Given text
****************

Little has changed since the early 2000s, when the private sector-driven Coalition for Education Reform first exposed the potential economic and social crisis that was building up due to the persistent ‘D-’ average BGCSE exam score that has remained constant over the subsequent 15 years.
That average grade does not include the many students who cannot qualify to sit the BGCSE exams, instead departing high school with merely a ‘leaving certificate’. As a result, companies of all sizes and across all industries are unable to locate workers with the competencies and skills they require, including basic English and Maths as well as “soft skills” such as the ability to handle customers.
This, in turn, results in reduced productivity that impairs the competitiveness of companies and the wider Bahamian economy, producing increased costs and inefficiencies that threaten the ability to rebound swiftly following COVID-19.
The $8.m investment by AID, one of the few Bahamian retailers and companies that remains in growth mode amid the pandemic’s devastation, includes a new store in Dorian-devastated Abaco as well as the Blue Hill Road location.

****************

(Dataset entries)
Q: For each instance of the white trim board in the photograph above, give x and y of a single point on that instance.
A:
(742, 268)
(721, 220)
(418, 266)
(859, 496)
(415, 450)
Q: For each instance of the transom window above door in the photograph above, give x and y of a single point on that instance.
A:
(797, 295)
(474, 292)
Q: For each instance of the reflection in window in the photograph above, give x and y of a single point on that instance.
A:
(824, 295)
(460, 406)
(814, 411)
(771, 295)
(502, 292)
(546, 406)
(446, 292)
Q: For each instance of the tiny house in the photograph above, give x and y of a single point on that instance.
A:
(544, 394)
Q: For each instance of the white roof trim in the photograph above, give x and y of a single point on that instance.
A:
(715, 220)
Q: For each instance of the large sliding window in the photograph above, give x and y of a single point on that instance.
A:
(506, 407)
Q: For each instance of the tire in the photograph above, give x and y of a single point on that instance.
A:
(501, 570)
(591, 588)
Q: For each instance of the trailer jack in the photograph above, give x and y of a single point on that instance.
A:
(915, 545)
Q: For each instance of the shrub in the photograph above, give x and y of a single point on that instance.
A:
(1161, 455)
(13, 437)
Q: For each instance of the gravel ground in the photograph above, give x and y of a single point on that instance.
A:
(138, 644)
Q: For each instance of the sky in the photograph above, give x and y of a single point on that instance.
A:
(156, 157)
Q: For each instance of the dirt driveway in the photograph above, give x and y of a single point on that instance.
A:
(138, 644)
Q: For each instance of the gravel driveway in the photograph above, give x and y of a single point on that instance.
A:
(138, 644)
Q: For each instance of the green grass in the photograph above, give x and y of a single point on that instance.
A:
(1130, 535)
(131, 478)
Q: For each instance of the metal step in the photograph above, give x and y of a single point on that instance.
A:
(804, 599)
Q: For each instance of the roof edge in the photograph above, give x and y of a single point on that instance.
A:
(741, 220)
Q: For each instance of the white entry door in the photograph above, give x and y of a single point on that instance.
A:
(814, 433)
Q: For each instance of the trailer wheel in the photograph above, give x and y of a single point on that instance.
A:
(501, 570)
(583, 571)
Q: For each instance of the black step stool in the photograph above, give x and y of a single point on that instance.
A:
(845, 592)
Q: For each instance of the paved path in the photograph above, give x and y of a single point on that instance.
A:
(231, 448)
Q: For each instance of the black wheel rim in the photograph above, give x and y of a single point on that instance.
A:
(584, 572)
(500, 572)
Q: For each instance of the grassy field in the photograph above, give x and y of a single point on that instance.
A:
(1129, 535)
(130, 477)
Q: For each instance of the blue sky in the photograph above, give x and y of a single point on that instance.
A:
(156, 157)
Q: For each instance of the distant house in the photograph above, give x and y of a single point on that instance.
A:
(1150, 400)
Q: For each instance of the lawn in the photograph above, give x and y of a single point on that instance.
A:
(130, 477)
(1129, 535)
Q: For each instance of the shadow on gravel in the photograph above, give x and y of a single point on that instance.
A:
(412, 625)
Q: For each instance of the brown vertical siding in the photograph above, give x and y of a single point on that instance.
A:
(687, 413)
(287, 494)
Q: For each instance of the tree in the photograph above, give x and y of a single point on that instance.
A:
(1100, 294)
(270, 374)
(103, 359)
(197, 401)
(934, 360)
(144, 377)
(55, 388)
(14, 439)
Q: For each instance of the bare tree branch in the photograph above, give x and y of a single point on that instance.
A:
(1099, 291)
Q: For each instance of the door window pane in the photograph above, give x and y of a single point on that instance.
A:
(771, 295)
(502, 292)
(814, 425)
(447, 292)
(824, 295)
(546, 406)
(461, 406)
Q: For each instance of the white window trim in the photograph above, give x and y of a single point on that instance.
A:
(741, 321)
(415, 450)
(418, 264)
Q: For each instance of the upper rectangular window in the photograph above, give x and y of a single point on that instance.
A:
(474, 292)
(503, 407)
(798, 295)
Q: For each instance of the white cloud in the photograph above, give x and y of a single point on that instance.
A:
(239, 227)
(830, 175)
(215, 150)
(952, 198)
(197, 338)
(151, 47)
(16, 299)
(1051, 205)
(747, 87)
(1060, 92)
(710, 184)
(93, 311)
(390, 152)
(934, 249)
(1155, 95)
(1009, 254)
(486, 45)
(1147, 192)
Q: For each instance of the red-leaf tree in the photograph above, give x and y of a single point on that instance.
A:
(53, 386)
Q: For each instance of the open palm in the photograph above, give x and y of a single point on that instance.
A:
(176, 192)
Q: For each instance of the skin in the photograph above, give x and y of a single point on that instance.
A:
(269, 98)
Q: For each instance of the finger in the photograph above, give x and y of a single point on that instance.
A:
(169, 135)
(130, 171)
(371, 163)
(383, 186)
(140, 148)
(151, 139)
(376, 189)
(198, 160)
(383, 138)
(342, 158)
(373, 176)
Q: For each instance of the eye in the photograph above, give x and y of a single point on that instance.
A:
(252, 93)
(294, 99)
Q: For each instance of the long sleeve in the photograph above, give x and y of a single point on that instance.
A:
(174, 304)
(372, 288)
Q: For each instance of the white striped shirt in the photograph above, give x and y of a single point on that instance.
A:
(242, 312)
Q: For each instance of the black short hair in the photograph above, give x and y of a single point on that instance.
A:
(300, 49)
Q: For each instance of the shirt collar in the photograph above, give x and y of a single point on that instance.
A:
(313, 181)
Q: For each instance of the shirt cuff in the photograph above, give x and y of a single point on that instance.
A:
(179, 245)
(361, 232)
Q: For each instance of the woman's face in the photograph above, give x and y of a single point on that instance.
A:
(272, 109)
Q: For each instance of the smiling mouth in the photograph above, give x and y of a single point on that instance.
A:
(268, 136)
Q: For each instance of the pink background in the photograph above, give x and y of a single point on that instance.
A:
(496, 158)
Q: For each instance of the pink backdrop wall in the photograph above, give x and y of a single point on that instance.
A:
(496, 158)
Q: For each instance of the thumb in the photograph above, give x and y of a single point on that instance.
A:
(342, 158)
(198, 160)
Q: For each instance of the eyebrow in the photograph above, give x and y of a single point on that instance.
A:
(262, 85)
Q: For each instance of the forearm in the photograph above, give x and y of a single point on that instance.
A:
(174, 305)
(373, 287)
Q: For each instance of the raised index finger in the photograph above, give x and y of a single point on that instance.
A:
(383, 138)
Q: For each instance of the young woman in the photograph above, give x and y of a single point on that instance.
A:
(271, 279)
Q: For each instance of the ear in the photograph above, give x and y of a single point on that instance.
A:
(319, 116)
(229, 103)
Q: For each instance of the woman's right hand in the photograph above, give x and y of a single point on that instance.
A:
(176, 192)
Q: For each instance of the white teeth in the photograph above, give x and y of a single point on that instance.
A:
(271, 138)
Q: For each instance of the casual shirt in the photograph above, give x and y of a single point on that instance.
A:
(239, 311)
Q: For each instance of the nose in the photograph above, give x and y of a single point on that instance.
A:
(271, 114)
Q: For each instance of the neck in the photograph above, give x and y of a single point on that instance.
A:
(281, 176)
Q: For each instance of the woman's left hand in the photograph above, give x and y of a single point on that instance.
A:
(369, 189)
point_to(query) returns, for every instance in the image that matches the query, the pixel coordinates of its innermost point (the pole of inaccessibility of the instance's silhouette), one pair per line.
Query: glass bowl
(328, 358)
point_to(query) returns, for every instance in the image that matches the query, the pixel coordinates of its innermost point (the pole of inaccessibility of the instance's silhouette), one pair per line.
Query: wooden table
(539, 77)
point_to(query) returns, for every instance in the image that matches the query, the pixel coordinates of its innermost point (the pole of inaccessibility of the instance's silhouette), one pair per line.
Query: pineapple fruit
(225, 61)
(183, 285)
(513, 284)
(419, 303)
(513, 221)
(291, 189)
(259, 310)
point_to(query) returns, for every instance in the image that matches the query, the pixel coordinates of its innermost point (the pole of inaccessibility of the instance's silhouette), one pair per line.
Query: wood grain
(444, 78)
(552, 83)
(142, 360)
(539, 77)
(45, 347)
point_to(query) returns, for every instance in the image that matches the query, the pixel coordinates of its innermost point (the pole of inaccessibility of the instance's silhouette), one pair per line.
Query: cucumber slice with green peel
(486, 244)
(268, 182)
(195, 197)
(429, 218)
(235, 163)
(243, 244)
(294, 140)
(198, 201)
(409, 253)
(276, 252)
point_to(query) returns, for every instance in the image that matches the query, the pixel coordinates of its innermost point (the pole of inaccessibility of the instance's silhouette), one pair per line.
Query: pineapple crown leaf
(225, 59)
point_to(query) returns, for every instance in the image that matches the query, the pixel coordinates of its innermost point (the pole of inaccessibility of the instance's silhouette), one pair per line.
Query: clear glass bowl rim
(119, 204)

****************

From the text on Bahamian education and workforce skills, write out the passage between "The $8.m investment" and "Hill Road location.", inclusive, copied word for word.

Worked solution
The $8.m investment by AID, one of the few Bahamian retailers and companies that remains in growth mode amid the pandemic’s devastation, includes a new store in Dorian-devastated Abaco as well as the Blue Hill Road location.